## Extract to read
What Happens When Writers Meet?

Writing is a solitary life. It’s just you and the page, though, all being well, some words eventually show up. If you write novels, you may fashion some wonderful characters, but you still don’t see other people.

Going out in public once in a while is a good idea but it takes an effort. It might even mean getting dressed and putting a set of teeth in.

It’s totally worth it because, as you know, everyone’s fascinated.  Mention you’re a writer and people invariably say “How interesting.”

Royal typewriter

Sadly, the interest rarely lasts. Those same people want to tell you all about the novel they have inside them (it’s often the one that shouldn’t get out). But all a writer really wants to do is talk about their own work. After a while, few can put up with us because we either bore them to death about our books flying off the shelves at the speed of light, or bore them to death because our masterpieces are Superglued to the bottom of the Amazon rankings.

It’s sometimes the same with significant others, so the writer skulks off to the shed or spare room to keep out of the way. At this point SO usually gives a look that suggests you’re engaging in solo activities of an adolescent nature.

But it’s good to get out. A sedentary lifestyle is linked with back pain, constipation, low mood and worse: obesity, type 2 diabetes, heart disease, osteoporosis, and even breast and bowel cancer. It’s estimated that globally lack of exercise causes 5.3m deaths a year, which is roughly the same as smoking. 

There’s a lot to be gained by meeting other authors. It’s really not the same as communicating online, as fellow indie author Kevin Booth points out in a recent blog post.  When we meet, we can learn a lot from each other, in a casual, friendly and effective way.  

We’re not all introverts. Writers are often outgoing. As Kevin says

There’s a particular chemistry that seems to engage when a group of writers get together over a glass of something. If people find it difficult to stay on-topic, it’s because they are sparking creatively off each other and raising new questions that they hadn’t previously considered. I don’t think the online experience has yet been able to replicate this.

Some like meeting to critique, but other authors hate talking about their work in progress. I sometimes worry about Schrödinger’s novel. Let even a chink of light in, and the book dies. While it’s still safely in the dark box of the mind, it could be either alive or dead.

Schrödinger’s cat, you’ll recall, is based on quantum physics. Until the box is opened, the cat could be either alive or dead, or indeed, a touch of both. 

Personally, I don’t have many doubts about the cat. If you can’t hear it inside the box, scrabbling to get out, then it’s probably dead. Cats may like boxes, but they want to choose their own. Nobody should ever put a cat into a container without food, water, ventilation, and a clean kitty litter tray.

## Data for review
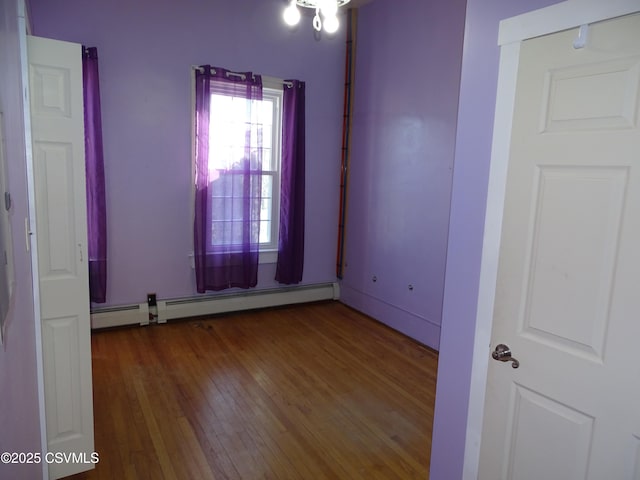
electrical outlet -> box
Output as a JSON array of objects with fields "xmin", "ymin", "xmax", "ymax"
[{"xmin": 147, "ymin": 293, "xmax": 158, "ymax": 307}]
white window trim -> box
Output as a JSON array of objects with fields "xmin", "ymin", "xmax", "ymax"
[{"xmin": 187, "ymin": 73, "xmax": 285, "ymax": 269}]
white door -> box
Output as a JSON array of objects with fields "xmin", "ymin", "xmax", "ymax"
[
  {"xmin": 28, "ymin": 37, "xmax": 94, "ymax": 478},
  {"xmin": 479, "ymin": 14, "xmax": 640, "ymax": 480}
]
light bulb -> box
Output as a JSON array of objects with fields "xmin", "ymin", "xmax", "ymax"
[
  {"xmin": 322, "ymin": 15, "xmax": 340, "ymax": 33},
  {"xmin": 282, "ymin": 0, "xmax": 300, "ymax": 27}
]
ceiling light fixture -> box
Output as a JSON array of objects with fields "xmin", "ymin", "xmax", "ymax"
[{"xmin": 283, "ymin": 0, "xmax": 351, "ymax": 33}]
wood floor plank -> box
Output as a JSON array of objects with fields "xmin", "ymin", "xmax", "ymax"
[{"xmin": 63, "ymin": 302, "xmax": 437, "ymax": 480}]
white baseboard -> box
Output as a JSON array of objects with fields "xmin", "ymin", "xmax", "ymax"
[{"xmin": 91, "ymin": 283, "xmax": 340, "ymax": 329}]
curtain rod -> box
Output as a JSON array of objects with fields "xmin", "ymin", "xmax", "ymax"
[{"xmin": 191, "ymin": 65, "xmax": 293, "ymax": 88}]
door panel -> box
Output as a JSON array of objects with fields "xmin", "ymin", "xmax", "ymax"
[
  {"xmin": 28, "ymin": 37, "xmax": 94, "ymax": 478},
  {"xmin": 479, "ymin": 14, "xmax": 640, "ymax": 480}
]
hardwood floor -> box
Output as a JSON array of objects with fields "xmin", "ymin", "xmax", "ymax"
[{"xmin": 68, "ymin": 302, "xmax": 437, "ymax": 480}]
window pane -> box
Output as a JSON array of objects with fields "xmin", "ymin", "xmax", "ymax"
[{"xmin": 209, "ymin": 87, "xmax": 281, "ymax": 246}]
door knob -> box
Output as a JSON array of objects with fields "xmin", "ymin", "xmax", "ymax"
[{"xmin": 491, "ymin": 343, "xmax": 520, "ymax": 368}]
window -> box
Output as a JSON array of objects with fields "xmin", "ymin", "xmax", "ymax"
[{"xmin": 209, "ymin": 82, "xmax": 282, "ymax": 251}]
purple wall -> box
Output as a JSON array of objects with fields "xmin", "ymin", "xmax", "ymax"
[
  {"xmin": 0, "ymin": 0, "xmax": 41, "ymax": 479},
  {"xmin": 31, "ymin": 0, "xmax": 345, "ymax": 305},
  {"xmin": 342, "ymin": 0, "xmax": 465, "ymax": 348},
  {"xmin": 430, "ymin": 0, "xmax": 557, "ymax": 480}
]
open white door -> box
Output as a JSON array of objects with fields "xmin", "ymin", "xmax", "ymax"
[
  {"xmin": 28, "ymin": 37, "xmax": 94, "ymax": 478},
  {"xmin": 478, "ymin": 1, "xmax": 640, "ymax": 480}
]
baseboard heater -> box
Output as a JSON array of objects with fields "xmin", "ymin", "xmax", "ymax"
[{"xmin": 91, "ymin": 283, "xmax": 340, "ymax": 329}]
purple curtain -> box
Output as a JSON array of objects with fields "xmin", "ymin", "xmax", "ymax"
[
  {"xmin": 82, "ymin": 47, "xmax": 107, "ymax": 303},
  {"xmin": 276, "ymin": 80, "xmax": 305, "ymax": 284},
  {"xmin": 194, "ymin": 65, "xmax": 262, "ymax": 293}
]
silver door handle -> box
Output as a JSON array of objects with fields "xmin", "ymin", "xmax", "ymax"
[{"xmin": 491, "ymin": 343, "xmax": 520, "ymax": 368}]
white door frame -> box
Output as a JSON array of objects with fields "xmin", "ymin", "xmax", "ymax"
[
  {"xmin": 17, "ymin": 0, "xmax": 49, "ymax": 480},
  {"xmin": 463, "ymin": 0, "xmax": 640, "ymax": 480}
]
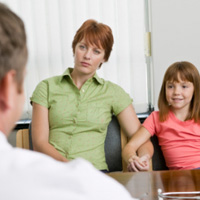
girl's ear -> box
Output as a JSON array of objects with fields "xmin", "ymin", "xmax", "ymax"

## Problems to work on
• a. Answer these questions from the post about writers meeting, one line each:
(i) What do people invariably say when you mention you're a writer?
(ii) How many deaths a year is lack of exercise estimated to cause globally?
(iii) Which fellow indie author does the post quote?
• b. Please sum up the post about writers meeting in two sentences.

## Results for each task
• a.
(i) "How interesting."
(ii) Roughly 5.3 million, about the same as smoking.
(iii) Kevin Booth.

• b. Writing is a solitary life, and people's interest in a writer rarely lasts, yet getting out is worth it because a sedentary lifestyle is linked with back pain, heart disease, diabetes and other ills. Meeting other authors in person lets writers learn from each other in a casual, friendly and effective way that, as Kevin Booth notes, the online experience has not yet replicated, though some authors hate talking about their work in progress.